- _Supplied text_
This is him. Captain. The dog that changed everything.
We first met him at a local adoption event in July 2011 where the hubs feel in love with him as soon as he saw him. Captain was three then and spent 1 1/2 years at a shelter. This was half of his life! And not because he was a bad dog, but simply because he’s been overlooked. He is big, strong and well, he’s a Pit Bull. He also is a goofy,whiny cry baby. He’s a hunk and a big mush. And he’s handsome. He is smart, gentle, and loving and he can’t stand to hear people fighting or yelling. He’s a great dog.
Captain, who was named “Beau” during his stay at Animal Control (yes, he made it 1 1/2 years at a Animal Control Shelter!) was picked up as a stray by the Animal Control Officer in March of 2010. After a year at the pound he was very distracted, and just not much into human interaction. According to the ACO (Animal Control Officer) he was never aggressive or mean, just not really interested. He was polite and neat in his cage, and did whatever he was asked to do. “Beau” was never put down because he was a favorite of the kennel attendant and the ACO’s, they recognized that he was a special dog even though he was a bully breed. Often, Pit Bulls don’t get a fair chance when they enter a shelter. Most of them won’t make it out, which is very sad but true. All because of their reputation, because of prejudgment, and ignorance.

- _Given data_

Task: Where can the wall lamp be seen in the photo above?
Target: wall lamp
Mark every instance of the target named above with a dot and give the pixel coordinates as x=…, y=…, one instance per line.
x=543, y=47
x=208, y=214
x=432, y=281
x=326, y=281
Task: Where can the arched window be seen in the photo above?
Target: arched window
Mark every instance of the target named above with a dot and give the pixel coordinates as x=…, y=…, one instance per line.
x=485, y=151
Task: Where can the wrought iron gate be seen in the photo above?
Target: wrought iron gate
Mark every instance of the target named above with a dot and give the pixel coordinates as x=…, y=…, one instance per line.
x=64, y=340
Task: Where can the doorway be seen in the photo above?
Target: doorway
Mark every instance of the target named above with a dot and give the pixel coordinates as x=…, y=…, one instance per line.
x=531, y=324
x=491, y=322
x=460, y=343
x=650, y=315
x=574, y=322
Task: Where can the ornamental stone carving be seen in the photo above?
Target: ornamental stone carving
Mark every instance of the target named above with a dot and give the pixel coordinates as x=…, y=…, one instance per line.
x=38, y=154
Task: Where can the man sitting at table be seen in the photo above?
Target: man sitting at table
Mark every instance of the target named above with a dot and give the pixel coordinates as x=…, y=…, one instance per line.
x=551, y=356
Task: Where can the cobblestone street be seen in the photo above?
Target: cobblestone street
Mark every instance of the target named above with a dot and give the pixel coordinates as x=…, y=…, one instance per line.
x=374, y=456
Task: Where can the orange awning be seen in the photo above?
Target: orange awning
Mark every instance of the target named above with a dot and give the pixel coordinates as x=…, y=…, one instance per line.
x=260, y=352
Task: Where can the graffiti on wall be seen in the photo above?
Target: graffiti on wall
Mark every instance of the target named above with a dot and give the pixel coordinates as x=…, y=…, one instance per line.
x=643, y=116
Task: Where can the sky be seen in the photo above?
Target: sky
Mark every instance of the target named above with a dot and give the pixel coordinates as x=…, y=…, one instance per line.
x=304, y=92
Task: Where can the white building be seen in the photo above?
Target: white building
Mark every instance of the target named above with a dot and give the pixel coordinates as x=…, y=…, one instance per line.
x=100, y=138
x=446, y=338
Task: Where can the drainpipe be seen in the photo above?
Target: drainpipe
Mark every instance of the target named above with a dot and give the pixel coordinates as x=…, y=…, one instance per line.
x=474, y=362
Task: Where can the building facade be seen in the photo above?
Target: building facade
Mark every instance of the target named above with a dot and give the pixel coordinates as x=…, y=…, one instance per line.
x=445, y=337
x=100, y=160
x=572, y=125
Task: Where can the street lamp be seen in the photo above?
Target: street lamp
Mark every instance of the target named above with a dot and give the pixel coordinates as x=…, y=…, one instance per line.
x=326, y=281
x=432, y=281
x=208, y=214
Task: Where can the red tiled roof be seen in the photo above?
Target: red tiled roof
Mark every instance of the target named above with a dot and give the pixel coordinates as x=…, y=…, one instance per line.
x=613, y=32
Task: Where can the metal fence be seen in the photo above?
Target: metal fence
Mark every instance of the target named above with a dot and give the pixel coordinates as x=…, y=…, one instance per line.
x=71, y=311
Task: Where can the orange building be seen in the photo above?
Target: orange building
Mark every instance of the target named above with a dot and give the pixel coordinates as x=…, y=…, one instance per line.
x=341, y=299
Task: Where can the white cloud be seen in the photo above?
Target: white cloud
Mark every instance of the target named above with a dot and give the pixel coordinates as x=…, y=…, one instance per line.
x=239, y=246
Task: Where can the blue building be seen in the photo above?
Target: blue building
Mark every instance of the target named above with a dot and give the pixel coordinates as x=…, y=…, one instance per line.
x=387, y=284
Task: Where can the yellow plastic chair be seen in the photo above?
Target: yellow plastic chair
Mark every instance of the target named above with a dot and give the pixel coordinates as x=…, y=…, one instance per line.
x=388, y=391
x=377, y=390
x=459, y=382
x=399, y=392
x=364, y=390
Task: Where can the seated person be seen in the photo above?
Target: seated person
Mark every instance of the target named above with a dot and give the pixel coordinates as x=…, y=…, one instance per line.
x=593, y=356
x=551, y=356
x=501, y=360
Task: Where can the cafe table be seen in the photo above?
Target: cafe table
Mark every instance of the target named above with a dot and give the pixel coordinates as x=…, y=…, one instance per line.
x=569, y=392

- _Prompt 1_
In the text about Captain, when did the Animal Control Officer pick him up as a stray?
- _Prompt 2_
From the text about Captain, reproduce the passage from "This is him." up to and including "a great dog.".

- _Task response 1_
March 2010

- _Task response 2_
This is him. Captain. The dog that changed everything.
We first met him at a local adoption event in July 2011 where the hubs feel in love with him as soon as he saw him. Captain was three then and spent 1 1/2 years at a shelter. This was half of his life! And not because he was a bad dog, but simply because he’s been overlooked. He is big, strong and well, he’s a Pit Bull. He also is a goofy,whiny cry baby. He’s a hunk and a big mush. And he’s handsome. He is smart, gentle, and loving and he can’t stand to hear people fighting or yelling. He’s a great dog.